=== Stated task ===
Switch every "Target" in the rows below to "Object", keeping everything else the same. Leave the pictures out of your copy.

--- start Record extracts ---

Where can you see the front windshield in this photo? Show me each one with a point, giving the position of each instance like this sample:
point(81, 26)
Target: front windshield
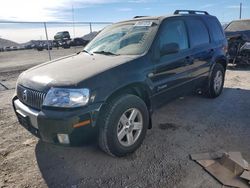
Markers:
point(130, 38)
point(241, 25)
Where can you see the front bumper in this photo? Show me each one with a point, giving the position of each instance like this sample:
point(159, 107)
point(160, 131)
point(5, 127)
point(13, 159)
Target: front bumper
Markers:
point(48, 123)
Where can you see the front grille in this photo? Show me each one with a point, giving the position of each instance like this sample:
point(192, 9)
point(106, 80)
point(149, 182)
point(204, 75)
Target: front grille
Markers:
point(30, 97)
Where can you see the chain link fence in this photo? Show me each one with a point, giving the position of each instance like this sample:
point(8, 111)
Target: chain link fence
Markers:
point(30, 43)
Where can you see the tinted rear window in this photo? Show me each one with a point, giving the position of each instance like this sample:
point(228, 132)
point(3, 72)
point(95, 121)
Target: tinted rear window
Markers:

--- end Record extracts ---

=== Completed task ===
Where can you see the front windshield in this photo? Show me each one with a point, giving the position of each instance like this sample:
point(81, 26)
Object: front windshield
Markers:
point(130, 38)
point(241, 25)
Where can you see the front bumper in this photo? Show me each one with a point, giving the position of each instance like this sample:
point(159, 107)
point(160, 131)
point(5, 127)
point(13, 159)
Object: front bumper
Markers:
point(48, 123)
Where can you see the front grille in this photo? Show me each one with a point, giving the position of each instance like this sample:
point(192, 9)
point(106, 80)
point(149, 182)
point(204, 75)
Object: front grille
Markers:
point(30, 97)
Where can you see the chain link fence in this photo? Show me each one with a point, giving the position of each instance like this sample:
point(8, 111)
Object: chain link fence
Markers:
point(30, 43)
Where can you see the tinted rear window in this photo? Show me each one with a point, giving the position of each instance like this sample:
point(228, 132)
point(3, 72)
point(95, 121)
Object: tinted rear window
Markers:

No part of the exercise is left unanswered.